#### WORK INSTRUCTIONS:
Retype everything in the records from the line containing "as [[581, 333]]." down to the line containing "[[463, 7], [633, 373], [37, 37], [385, 20], [600, 20]]", keeping both of those lines and changing nothing.

#### EXERCISE INPUT:
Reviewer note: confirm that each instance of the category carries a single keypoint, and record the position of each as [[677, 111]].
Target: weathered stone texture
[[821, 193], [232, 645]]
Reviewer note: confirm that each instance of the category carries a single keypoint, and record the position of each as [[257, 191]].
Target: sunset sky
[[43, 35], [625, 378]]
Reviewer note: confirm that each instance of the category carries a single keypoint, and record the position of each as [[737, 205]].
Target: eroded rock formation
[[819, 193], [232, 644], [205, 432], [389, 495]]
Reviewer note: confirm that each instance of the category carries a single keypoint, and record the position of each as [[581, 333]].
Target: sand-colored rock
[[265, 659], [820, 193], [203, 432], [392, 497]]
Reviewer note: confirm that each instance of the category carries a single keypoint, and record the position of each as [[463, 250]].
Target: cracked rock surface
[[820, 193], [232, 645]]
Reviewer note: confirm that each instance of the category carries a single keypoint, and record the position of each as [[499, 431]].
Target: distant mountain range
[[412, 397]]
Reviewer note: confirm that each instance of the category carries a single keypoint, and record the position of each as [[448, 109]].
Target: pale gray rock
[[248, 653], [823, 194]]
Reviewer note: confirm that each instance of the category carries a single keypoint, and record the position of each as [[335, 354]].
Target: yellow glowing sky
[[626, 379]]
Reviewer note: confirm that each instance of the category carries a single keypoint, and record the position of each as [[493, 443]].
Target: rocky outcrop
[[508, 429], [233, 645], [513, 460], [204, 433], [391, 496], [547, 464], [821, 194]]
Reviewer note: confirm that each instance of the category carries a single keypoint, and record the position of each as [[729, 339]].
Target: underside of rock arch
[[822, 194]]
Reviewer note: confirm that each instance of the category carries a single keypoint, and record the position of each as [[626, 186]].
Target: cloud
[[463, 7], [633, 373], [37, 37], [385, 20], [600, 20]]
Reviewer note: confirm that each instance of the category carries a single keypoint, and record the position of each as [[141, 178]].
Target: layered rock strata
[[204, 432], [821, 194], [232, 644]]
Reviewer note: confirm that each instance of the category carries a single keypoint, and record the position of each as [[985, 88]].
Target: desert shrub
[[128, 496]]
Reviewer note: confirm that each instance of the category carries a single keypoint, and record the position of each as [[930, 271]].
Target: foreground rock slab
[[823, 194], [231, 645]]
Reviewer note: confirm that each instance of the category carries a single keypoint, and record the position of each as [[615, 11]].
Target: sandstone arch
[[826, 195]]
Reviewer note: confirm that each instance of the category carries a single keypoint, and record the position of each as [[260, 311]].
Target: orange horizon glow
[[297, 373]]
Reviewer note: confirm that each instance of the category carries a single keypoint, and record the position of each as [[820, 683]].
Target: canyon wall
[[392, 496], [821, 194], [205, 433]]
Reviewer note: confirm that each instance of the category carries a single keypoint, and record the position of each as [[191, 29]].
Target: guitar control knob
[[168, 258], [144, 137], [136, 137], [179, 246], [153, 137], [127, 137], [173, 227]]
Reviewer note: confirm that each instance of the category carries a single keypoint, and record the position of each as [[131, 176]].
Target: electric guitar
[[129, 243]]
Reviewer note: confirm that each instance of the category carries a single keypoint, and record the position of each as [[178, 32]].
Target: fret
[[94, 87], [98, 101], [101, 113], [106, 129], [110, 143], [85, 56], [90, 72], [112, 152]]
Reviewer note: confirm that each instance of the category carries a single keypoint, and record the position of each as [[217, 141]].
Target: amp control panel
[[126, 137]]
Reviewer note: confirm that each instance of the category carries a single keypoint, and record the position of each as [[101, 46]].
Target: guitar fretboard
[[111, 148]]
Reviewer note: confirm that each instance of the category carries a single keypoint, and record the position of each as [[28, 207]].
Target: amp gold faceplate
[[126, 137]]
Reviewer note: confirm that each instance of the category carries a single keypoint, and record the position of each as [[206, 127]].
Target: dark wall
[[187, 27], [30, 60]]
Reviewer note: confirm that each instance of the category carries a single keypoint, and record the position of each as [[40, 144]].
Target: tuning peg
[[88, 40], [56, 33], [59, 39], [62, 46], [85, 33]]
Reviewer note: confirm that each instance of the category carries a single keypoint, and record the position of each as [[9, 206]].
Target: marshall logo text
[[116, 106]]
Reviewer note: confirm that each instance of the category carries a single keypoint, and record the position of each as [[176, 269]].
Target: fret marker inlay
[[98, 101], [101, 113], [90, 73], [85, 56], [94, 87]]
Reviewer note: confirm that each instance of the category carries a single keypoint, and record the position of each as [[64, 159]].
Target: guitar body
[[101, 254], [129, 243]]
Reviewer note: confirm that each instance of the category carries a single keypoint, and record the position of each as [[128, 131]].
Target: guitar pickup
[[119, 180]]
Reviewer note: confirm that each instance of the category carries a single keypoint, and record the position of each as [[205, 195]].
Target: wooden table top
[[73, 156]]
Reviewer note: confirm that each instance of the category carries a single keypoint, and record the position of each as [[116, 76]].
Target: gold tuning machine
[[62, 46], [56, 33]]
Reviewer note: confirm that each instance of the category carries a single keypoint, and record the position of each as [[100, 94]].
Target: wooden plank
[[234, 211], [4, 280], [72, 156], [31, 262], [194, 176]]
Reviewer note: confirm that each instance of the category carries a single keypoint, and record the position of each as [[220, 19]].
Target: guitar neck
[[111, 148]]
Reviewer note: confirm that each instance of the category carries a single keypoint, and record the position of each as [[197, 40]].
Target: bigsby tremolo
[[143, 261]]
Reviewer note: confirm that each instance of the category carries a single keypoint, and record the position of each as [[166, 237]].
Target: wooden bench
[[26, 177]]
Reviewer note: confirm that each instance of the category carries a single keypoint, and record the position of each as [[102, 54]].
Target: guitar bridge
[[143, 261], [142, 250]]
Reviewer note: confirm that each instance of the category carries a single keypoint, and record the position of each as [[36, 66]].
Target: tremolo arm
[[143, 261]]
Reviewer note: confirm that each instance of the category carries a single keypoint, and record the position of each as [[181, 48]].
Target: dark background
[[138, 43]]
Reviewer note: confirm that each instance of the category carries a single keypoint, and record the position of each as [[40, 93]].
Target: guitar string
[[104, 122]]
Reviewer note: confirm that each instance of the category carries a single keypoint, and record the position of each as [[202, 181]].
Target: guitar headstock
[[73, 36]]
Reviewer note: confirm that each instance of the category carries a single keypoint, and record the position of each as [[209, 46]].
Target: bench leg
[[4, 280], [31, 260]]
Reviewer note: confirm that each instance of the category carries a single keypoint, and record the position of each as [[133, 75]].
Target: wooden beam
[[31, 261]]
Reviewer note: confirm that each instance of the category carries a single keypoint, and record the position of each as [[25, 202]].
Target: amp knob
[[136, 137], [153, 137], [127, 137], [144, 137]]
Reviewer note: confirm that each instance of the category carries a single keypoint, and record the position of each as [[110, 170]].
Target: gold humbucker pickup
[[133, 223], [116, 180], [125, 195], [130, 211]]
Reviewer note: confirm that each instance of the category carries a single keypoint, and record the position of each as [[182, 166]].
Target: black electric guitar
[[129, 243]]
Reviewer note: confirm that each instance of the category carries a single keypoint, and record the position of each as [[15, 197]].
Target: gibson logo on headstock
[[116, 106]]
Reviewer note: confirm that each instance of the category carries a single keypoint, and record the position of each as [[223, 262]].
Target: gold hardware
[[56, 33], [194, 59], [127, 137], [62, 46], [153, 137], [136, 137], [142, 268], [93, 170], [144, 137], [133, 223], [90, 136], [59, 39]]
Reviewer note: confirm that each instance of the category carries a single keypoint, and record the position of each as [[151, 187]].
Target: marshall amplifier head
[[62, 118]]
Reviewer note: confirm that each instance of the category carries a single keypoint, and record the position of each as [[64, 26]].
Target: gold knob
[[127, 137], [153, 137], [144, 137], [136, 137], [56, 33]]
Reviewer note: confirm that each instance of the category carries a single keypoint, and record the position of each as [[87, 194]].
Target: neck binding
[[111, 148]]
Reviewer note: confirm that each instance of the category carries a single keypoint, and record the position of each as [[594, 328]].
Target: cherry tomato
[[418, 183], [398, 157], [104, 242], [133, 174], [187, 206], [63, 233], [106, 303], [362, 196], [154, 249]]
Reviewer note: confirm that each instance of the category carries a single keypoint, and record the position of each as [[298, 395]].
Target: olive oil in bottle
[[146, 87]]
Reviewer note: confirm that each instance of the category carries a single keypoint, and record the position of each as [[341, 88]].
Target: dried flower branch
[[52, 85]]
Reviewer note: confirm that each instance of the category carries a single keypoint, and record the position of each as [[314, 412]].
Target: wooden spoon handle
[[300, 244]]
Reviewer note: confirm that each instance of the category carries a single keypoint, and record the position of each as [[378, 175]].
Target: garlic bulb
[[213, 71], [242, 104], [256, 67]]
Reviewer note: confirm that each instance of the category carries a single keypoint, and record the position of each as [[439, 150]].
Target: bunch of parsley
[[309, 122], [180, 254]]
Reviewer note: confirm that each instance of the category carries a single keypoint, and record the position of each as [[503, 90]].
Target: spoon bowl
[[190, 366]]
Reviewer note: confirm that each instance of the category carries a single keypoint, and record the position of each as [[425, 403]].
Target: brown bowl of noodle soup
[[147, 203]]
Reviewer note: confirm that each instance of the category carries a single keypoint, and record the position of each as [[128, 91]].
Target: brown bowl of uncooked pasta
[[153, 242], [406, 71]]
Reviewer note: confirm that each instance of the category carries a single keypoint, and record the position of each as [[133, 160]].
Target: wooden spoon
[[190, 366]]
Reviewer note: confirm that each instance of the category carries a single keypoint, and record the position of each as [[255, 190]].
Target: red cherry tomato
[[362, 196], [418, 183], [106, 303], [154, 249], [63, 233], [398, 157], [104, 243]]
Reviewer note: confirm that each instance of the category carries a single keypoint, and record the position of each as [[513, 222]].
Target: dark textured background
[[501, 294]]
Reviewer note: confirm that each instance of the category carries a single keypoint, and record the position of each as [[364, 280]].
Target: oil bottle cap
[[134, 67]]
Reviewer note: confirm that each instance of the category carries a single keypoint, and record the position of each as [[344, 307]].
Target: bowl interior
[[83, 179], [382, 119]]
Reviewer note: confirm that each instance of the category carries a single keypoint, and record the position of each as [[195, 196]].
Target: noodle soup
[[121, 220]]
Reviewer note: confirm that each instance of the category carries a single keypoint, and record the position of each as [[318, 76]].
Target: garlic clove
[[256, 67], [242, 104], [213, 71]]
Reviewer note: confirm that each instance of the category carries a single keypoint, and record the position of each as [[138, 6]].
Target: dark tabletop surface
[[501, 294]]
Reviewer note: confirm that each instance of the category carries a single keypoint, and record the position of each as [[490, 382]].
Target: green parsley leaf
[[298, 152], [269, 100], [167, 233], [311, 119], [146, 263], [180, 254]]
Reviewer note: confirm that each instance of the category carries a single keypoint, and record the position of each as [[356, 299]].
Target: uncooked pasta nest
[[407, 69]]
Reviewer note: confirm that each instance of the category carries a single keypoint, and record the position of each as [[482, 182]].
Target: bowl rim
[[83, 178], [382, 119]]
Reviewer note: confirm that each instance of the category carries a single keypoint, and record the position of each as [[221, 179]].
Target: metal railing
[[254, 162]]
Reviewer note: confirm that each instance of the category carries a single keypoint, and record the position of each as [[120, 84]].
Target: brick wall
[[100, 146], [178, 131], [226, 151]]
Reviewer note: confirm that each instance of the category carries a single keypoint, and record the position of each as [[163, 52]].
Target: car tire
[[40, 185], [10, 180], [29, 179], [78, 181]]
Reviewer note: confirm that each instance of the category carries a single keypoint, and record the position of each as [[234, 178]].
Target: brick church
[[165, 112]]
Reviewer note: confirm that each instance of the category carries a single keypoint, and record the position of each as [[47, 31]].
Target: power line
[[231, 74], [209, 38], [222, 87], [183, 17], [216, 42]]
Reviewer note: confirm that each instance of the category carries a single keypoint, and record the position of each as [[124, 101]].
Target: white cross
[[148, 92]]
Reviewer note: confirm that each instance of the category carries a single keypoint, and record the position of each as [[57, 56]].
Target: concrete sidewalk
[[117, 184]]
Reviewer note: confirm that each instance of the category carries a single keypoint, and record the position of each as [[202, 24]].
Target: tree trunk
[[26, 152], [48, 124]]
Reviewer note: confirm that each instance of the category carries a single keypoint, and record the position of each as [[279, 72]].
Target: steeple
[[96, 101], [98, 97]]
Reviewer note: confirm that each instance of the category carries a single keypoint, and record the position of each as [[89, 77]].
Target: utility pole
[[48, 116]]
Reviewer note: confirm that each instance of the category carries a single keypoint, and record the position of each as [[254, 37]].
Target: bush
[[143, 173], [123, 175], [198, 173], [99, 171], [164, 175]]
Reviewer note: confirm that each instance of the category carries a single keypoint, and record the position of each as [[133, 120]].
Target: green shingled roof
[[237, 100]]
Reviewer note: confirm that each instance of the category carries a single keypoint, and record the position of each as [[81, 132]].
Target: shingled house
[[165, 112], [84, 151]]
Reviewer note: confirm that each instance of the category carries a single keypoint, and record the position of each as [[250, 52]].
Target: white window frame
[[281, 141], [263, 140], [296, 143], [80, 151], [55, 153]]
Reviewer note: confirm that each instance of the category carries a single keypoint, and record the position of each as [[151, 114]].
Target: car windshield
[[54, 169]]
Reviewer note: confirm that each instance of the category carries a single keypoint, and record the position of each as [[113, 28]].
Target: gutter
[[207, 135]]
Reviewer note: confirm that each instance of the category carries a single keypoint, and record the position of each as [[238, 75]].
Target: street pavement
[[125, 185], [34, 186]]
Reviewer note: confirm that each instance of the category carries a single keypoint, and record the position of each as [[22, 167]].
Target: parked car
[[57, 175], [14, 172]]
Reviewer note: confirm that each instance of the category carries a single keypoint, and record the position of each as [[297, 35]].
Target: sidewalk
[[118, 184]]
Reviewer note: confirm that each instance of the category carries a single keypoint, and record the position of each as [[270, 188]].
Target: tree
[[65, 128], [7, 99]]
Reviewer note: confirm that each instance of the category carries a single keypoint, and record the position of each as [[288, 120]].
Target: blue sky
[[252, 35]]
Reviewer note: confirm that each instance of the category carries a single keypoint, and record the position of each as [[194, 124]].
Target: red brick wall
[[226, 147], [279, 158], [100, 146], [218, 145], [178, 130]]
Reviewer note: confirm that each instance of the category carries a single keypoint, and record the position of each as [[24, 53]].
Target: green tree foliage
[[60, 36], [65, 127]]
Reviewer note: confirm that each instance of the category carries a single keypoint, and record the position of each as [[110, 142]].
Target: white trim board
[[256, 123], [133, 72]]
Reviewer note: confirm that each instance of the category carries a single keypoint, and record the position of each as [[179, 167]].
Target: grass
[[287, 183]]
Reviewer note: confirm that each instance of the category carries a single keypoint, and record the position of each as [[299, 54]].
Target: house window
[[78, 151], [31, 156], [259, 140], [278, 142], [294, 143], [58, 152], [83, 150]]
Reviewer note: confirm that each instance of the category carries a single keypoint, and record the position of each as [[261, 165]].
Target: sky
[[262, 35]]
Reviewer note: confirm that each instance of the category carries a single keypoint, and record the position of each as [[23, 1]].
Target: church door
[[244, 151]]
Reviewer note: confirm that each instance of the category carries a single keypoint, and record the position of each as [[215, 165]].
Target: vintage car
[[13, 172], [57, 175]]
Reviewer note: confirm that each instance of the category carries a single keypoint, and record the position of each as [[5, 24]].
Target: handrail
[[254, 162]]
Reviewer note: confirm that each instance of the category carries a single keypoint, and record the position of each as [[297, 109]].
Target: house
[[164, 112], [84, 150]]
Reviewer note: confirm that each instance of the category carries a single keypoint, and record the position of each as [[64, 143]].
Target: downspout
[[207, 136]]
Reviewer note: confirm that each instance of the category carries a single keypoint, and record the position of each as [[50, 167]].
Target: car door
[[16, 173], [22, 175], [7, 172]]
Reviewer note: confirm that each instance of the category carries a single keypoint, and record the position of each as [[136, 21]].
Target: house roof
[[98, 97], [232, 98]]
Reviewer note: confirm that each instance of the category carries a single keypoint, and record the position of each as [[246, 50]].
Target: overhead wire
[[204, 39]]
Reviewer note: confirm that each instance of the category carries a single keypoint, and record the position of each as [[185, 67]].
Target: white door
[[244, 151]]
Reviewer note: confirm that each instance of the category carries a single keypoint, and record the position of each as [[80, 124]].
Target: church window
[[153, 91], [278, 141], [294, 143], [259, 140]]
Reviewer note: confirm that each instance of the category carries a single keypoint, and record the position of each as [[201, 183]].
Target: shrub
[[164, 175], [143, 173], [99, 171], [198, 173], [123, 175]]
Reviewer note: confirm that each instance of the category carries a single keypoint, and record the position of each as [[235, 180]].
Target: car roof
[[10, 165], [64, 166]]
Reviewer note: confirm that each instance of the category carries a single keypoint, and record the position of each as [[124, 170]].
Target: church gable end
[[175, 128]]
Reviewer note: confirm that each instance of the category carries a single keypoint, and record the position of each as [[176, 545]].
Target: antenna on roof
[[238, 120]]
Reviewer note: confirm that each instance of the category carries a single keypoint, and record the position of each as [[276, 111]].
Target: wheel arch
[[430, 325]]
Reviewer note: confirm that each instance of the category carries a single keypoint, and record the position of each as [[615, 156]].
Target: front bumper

#### TASK OUTPUT:
Reviewer note: confirm that each instance of the category carries a single keypoint, and record the position of each as [[581, 333]].
Target: sand-colored rock
[[265, 659], [820, 193], [203, 432], [392, 497]]
Reviewer note: confirm that each instance of the category carries a single keypoint, and record the position of each as [[463, 250]].
Target: cracked rock surface
[[820, 193], [232, 645]]
Reviewer note: confirm that each instance of the category carries a single keypoint, and record the position of each as [[499, 431]].
Target: distant mountain range
[[412, 397]]
Reviewer note: confirm that each instance of the category carries a single keypoint, and record the position of each as [[448, 109]].
Target: pale gray rock
[[248, 653], [823, 194]]
Reviewer note: confirm that each instance of the category carries a single keypoint, and record the position of each as [[335, 354]].
Target: yellow glowing sky
[[626, 379]]
Reviewer note: confirm that each instance of the category carries a single keypoint, and record the position of each as [[493, 443]].
Target: rocky outcrop
[[508, 429], [233, 645], [513, 460], [204, 433], [391, 496], [547, 464], [821, 194]]
Reviewer note: confirm that each instance of the category carries a single keypoint, and record the position of each as [[729, 339]].
Target: underside of rock arch
[[822, 194]]
Reviewer note: confirm that each instance of the category carries a single keypoint, and record the position of each as [[626, 186]].
Target: cloud
[[463, 7], [633, 373], [37, 37], [385, 20], [600, 20]]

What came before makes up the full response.